═══ Data lines ═══

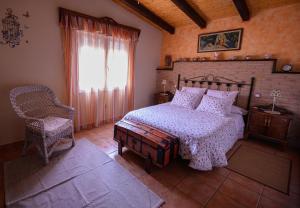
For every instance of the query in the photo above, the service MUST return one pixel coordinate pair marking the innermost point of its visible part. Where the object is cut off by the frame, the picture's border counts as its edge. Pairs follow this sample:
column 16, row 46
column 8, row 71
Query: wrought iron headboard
column 211, row 79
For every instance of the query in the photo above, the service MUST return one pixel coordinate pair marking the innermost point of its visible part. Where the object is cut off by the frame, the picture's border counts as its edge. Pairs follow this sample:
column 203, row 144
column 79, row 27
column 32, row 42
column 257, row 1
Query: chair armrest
column 35, row 124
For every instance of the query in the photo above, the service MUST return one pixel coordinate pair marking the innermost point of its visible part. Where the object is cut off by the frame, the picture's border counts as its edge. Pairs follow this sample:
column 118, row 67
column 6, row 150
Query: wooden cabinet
column 154, row 145
column 163, row 97
column 274, row 127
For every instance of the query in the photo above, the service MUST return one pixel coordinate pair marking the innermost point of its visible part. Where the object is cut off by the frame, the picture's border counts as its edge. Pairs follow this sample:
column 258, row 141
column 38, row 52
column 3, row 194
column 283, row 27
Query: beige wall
column 41, row 60
column 274, row 31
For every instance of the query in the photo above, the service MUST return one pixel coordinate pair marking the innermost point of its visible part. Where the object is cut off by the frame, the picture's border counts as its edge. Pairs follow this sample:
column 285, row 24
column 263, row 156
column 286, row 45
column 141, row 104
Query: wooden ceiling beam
column 242, row 8
column 184, row 6
column 145, row 12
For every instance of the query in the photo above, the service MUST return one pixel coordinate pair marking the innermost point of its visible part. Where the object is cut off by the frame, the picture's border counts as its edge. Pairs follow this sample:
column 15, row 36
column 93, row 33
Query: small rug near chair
column 81, row 177
column 266, row 168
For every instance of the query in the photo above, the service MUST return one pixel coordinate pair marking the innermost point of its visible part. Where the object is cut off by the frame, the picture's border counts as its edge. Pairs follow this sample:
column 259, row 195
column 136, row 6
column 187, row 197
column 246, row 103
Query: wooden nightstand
column 271, row 126
column 163, row 98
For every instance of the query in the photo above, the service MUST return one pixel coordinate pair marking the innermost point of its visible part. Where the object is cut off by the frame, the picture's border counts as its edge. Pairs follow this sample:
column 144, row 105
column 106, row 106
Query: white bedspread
column 204, row 137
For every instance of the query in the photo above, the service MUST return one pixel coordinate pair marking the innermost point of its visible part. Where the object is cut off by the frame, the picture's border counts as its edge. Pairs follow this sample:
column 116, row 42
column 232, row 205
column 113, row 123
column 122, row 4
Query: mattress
column 204, row 137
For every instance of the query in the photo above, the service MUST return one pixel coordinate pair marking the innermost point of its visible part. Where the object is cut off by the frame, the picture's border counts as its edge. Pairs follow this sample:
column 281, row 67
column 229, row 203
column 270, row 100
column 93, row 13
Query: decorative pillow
column 185, row 99
column 195, row 90
column 238, row 110
column 223, row 94
column 230, row 95
column 214, row 105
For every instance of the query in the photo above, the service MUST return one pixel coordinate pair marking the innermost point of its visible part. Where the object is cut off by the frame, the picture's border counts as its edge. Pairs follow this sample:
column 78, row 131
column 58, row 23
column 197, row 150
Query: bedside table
column 272, row 126
column 163, row 98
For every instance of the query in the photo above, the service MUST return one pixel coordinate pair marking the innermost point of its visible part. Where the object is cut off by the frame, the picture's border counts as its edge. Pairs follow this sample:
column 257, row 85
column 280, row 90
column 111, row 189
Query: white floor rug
column 81, row 177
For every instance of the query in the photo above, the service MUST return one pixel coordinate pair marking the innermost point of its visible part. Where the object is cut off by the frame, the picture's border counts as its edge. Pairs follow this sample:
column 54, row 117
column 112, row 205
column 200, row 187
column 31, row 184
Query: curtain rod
column 107, row 20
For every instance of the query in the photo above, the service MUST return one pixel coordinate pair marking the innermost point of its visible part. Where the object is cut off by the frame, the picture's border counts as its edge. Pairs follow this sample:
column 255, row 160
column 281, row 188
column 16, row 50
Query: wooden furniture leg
column 120, row 146
column 148, row 164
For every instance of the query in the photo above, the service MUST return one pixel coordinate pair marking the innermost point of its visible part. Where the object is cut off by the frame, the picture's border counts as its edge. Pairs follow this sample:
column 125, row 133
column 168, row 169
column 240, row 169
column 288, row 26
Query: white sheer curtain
column 101, row 63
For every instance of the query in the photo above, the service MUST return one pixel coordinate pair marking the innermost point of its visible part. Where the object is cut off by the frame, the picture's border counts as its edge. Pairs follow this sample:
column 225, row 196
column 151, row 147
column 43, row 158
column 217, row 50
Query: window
column 103, row 63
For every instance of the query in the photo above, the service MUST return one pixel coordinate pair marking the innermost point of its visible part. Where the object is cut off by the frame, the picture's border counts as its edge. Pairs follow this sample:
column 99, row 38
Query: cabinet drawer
column 258, row 123
column 148, row 150
column 134, row 142
column 120, row 136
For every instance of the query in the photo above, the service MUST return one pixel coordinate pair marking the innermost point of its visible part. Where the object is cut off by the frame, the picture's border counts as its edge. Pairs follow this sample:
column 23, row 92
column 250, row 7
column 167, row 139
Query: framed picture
column 220, row 41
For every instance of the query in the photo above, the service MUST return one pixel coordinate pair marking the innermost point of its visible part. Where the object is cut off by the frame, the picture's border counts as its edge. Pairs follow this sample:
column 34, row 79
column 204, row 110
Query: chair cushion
column 54, row 125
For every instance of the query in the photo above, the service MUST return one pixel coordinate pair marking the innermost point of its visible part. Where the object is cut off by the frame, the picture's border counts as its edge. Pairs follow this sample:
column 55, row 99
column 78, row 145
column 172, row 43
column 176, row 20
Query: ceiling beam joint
column 184, row 6
column 145, row 12
column 243, row 9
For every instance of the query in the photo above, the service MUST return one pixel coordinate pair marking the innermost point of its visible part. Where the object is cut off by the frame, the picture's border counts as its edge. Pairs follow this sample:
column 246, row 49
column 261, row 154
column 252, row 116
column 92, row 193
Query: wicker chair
column 47, row 121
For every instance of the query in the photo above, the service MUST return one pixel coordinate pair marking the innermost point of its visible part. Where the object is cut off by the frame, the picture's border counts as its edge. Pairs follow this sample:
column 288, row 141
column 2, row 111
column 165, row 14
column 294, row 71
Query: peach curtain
column 108, row 93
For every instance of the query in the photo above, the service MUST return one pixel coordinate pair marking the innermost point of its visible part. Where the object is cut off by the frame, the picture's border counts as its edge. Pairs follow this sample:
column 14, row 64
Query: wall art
column 12, row 31
column 220, row 41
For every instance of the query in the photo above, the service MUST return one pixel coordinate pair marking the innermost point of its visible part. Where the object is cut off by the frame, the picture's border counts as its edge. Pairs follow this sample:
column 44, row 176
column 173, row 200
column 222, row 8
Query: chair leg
column 73, row 139
column 45, row 152
column 26, row 144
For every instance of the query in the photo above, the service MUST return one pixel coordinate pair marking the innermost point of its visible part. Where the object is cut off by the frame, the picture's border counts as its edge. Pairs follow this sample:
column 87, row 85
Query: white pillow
column 214, row 105
column 195, row 90
column 238, row 110
column 223, row 94
column 230, row 95
column 185, row 99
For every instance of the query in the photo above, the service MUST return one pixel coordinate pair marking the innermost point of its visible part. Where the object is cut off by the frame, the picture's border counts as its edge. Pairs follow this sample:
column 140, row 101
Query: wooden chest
column 154, row 145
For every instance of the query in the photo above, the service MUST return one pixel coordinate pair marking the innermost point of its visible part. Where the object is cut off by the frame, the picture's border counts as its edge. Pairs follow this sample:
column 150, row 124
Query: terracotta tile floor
column 181, row 186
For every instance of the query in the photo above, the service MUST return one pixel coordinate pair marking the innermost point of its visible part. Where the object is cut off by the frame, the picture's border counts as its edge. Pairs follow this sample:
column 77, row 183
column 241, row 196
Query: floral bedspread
column 204, row 137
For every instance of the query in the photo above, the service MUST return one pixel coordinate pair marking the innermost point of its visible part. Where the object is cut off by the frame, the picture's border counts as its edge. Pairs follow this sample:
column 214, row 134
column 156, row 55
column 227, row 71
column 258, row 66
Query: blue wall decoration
column 11, row 31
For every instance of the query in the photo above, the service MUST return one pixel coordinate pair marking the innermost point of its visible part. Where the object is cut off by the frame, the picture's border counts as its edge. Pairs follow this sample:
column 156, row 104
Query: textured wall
column 41, row 61
column 243, row 71
column 275, row 31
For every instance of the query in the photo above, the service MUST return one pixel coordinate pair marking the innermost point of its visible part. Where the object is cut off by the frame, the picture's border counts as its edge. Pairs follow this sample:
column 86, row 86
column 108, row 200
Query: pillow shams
column 197, row 91
column 223, row 94
column 185, row 99
column 214, row 105
column 238, row 110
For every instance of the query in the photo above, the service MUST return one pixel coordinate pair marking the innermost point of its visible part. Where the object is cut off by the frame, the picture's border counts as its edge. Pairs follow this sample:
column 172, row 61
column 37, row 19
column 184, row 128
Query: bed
column 204, row 137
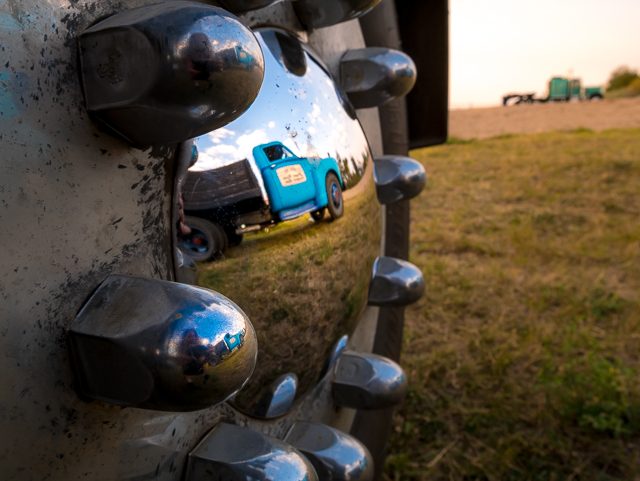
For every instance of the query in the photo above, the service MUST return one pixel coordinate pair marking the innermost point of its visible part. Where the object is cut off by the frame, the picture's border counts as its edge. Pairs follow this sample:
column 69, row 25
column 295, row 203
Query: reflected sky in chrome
column 304, row 112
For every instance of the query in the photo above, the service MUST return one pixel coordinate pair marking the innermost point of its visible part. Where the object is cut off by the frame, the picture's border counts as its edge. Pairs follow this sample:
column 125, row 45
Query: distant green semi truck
column 561, row 89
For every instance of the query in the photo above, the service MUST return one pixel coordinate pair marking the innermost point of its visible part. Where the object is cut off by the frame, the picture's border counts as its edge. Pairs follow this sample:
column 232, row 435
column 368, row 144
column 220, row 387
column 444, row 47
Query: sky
column 502, row 46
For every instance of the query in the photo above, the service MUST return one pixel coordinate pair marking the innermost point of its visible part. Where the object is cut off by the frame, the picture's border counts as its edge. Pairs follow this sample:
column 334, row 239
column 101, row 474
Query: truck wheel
column 205, row 241
column 318, row 215
column 334, row 195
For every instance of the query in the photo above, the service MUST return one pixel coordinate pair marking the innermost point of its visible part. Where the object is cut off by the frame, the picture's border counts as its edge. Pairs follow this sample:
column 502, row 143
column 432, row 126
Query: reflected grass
column 523, row 355
column 303, row 284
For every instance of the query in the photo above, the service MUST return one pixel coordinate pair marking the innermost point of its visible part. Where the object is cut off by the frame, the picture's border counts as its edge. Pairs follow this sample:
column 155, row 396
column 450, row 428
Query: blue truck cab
column 297, row 186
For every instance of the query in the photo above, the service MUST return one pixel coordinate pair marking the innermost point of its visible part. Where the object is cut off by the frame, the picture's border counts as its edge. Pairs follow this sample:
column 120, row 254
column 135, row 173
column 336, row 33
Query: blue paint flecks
column 9, row 23
column 8, row 108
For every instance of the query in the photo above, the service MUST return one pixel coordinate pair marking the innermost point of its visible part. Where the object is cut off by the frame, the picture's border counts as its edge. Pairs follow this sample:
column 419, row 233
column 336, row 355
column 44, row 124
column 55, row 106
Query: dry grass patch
column 523, row 355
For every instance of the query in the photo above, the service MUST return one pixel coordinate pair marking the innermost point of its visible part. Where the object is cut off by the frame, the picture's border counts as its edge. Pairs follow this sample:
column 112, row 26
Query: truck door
column 289, row 180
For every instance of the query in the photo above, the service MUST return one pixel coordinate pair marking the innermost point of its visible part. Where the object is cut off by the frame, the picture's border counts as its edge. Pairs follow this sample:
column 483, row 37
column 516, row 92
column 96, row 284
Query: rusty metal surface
column 77, row 205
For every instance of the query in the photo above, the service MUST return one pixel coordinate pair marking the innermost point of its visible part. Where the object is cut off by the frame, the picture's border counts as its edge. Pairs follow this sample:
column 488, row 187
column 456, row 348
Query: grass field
column 523, row 355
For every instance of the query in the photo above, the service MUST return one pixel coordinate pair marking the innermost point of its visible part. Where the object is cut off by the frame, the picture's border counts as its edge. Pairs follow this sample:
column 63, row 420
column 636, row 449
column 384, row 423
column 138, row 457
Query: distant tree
column 621, row 78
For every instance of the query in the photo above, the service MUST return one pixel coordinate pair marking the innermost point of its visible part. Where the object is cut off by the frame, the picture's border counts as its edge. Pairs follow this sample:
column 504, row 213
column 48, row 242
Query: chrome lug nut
column 161, row 345
column 368, row 381
column 395, row 282
column 165, row 73
column 336, row 456
column 398, row 178
column 374, row 76
column 234, row 453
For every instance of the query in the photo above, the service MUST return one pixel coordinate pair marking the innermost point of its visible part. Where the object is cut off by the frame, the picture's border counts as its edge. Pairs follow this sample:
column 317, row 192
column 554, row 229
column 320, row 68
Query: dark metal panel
column 424, row 32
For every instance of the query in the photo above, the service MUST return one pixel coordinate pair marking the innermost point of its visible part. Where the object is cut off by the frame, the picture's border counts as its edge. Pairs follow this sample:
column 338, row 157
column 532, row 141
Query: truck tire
column 206, row 240
column 335, row 204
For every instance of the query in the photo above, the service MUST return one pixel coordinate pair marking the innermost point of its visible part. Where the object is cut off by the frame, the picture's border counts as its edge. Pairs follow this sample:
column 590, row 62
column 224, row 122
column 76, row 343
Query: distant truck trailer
column 561, row 89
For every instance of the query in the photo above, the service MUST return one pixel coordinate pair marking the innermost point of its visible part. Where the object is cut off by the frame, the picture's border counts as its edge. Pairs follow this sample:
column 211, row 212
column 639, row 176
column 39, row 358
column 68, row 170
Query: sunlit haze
column 501, row 46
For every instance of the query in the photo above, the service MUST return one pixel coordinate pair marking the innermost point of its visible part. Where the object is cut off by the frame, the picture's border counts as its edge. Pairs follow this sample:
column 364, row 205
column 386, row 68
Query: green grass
column 523, row 355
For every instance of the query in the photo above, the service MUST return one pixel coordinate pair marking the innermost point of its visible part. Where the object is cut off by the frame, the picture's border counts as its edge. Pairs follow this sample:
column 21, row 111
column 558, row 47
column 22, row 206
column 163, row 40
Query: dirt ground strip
column 489, row 122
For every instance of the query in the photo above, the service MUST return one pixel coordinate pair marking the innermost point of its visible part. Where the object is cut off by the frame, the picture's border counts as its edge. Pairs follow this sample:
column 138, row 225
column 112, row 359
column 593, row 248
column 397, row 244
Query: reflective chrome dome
column 298, row 150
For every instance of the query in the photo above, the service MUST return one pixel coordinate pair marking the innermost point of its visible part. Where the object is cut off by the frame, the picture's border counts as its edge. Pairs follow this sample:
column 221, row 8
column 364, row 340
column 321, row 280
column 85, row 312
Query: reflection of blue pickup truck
column 223, row 204
column 297, row 186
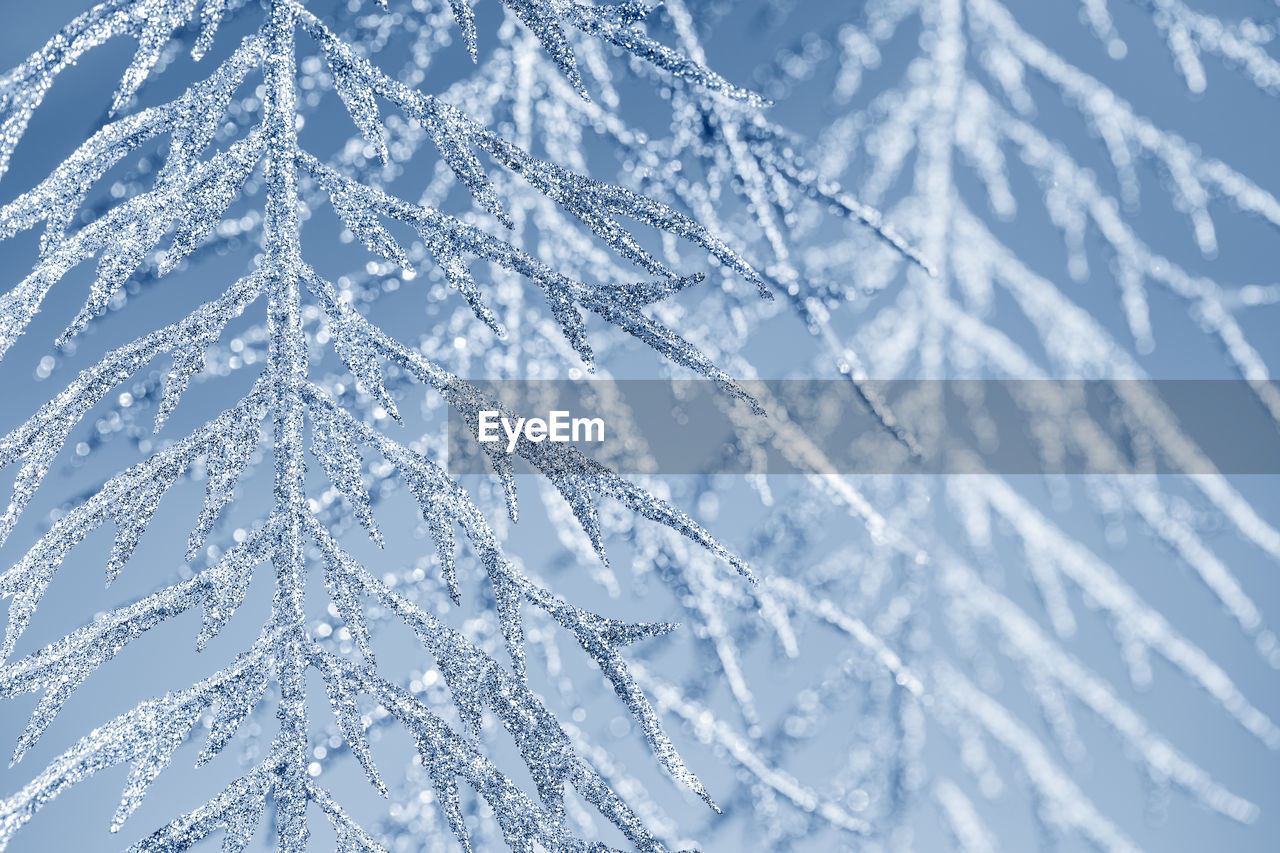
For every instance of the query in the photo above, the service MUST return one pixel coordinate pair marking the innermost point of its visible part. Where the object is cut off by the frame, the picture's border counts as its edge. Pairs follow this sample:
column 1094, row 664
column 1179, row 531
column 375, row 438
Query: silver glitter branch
column 190, row 196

═══

*Written exercise:* Convert the rows above into a numbered list, starting at the first line and ending with the line that contains "column 274, row 127", both included. Give one entry per line, skip blank lines, and leave the pictures out.

*Answer in full:*
1. For every instance of the query in the photo above, the service MUST return one pixel coordinate pair marking the innermost point of its visible part. Where the object is cut off by the frame, the picture's border counts as its edge. Pairs follow this sample:
2. column 16, row 46
3. column 8, row 71
4. Query: wrought iron headboard
5. column 211, row 79
6. For every instance of the query in the photo above, the service MUST return one pixel coordinate pair marking the innermost point of its visible part. Where the object is cut off by the frame, the picture's border counts as its edge. Pairs follow this sample:
7. column 203, row 144
8. column 79, row 27
9. column 32, row 42
10. column 257, row 1
11. Query: chair armrest
12. column 35, row 124
13. For every instance of the query in the photo above, the service MUST return one pixel coordinate pair marking the innermost point of its visible part. Where the object is cut off by the frame, the picture's border counts as its edge. Pairs follow this sample:
14. column 118, row 67
15. column 6, row 150
16. Query: wooden cabinet
17. column 154, row 145
18. column 163, row 97
19. column 274, row 127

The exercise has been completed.